大企業で20年間サラリーマンとして働いていたA君が、脱サラによりクレジットスコアが低下し、一般クレジットカードしか取得できなくなった経験と、インビテーションにより、ゴールドカード、プラチナカード、ブラックカードのステータスカードを取得してステータスが回復するまでの道のりである。
クレジットカードは使わないと信用が作れない
所有するクレジットカードは1枚
A君がサラリーマン時代に所有していたクレジットカードは、JCB法人ゴールドカード(コーポレートカード)の1枚だけだった。
会社で募集していたから申し込んだらすぐに審査が通ったんだ。その時代はゴールドカードを持っているだけで一目置かれる時代だったからね。
どういう時にクレジットカードを使っていたの?
クレジットカードは基本使わないよ、大きな買い物の時に分割払いで使うものだと思っていたからね。
それじゃあ、クレジットカードを持っていても普段の生活では現金払いだよね?当然、ショッピング枠も少ないよね?
そうだね、取得した時から増えなかったから、1か月の給料くらいだったかな?
ショッピング枠が全然足りない
そんなA君は、ある時クーラー、冷蔵庫、テレビ、電子レンジの家電が次々に壊れてしまう。
こういう時こそクレジットカードが役に立つと思ったんだ。
それは役に立ったでしょ?
それがね、クレジットカードを利用しようとしたけど、家電の見積金額はクレジットカードのショッピング枠をはるかにオーバーしていたんだ。そこで、カード会社へ電話して一時増額してもらおうとしたけど、利用実績がないため増枠はかなわかったよ。だから、仕方なくATMで現金を2回に分けて下ろして支払ったんだ。少し間でも多額の現金を持ち歩くのは、なんか気持ちが悪かったな。
クレジットカードは使わないと信用が上がっていかないよ。信用が上がればいざという時にも困らないくらいショッピング枠も大きくなってゆく。そして、その信用履歴は車や家を買ってローンを組んだりするときに良い影響を与えることもあるのよ。

★ ★ ★ ★ ★

● やること:
A) 抜粋によると、A君がサラリーマン時代に所有していたクレジットカードは何でしたか？
B) 抜粋の「会社で募集していたから申し込」から「それは役に立ったでしょ?」までの部分すべてを、「ショッピング枠」を「利用限度額」に置き換えて示してください。
C) 次の各文は抜粋の内容と合っていますか？それぞれ「はい」か「いいえ」で答え、決め手となる抜粋の言葉を引用してください。
(i) A君は会社の募集でカードに申し込み、すぐに審査が通った。
(ii) A君は壊れた家電の代金をクレジットカードで支払った。
(iii) A君のショッピング枠は、カードを取得した時から増えなかった。
記録は別の出典から取ったものです。

★ ★ ★ ★ ★

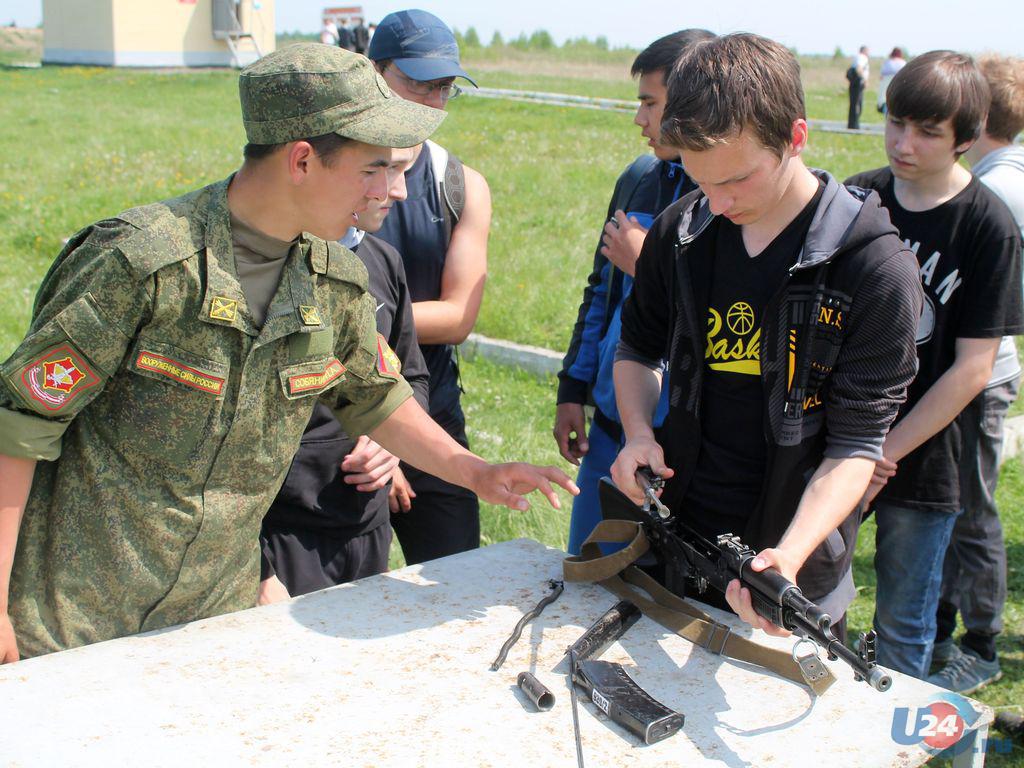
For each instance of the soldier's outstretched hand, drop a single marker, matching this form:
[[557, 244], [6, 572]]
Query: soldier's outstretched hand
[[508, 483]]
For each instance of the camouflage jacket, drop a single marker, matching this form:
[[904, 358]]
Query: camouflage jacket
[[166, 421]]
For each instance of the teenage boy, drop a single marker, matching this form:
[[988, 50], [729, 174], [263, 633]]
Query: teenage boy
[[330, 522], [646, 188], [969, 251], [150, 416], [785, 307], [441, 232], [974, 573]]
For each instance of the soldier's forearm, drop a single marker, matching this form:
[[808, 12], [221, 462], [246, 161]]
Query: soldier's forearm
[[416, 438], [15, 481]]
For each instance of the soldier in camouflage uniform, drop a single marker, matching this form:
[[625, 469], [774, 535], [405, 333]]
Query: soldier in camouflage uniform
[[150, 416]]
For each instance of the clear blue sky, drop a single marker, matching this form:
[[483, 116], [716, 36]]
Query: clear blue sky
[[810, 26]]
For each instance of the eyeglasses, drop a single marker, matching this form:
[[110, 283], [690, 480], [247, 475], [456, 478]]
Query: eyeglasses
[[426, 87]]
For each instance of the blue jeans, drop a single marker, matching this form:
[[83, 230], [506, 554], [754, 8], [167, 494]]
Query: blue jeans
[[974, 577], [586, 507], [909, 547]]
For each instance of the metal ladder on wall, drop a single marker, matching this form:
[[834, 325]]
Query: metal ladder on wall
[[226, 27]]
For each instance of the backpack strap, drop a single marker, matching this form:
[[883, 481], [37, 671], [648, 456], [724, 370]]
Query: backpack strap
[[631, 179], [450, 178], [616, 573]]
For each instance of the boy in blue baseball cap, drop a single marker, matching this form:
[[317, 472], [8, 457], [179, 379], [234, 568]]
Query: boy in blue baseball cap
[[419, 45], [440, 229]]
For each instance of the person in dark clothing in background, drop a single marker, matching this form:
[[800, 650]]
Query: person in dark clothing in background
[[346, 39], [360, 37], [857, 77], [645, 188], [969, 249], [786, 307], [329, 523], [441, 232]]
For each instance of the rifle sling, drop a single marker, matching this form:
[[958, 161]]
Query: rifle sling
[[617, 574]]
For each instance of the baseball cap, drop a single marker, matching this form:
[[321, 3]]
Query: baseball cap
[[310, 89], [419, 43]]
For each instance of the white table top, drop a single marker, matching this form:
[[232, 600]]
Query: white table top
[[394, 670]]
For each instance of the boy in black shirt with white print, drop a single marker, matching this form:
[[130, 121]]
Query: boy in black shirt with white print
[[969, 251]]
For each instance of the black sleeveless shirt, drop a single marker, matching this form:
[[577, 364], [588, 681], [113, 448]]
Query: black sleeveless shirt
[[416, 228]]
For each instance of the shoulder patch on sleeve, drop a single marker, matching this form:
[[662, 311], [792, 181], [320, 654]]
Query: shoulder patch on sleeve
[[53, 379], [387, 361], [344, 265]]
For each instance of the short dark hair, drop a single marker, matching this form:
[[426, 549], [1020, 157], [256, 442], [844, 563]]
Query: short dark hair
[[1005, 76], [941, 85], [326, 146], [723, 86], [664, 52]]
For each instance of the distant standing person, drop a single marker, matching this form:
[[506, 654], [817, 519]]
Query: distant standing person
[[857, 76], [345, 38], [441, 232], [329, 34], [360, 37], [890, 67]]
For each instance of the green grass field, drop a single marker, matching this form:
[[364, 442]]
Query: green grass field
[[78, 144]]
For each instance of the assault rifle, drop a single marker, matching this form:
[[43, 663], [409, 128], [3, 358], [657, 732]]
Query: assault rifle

★ ★ ★ ★ ★

● 正解:
A) JCB法人ゴールドカード（コーポレートカード）の1枚だけです。

B)
会社で募集していたから申し込んだらすぐに審査が通ったんだ。その時代はゴールドカードを持っているだけで一目置かれる時代だったからね。
どういう時にクレジットカードを使っていたの?
クレジットカードは基本使わないよ、大きな買い物の時に分割払いで使うものだと思っていたからね。
それじゃあ、クレジットカードを持っていても普段の生活では現金払いだよね?当然、利用限度額も少ないよね?
そうだね、取得した時から増えなかったから、1か月の給料くらいだったかな?
利用限度額が全然足りない
そんなA君は、ある時クーラー、冷蔵庫、テレビ、電子レンジの家電が次々に壊れてしまう。
こういう時こそクレジットカードが役に立つと思ったんだ。
それは役に立ったでしょ?

C)
(i) はい。「会社で募集していたから申し込んだらすぐに審査が通ったんだ。」
(ii) いいえ。「仕方なくATMで現金を2回に分けて下ろして支払ったんだ。」
(iii) はい。「取得した時から増えなかったから」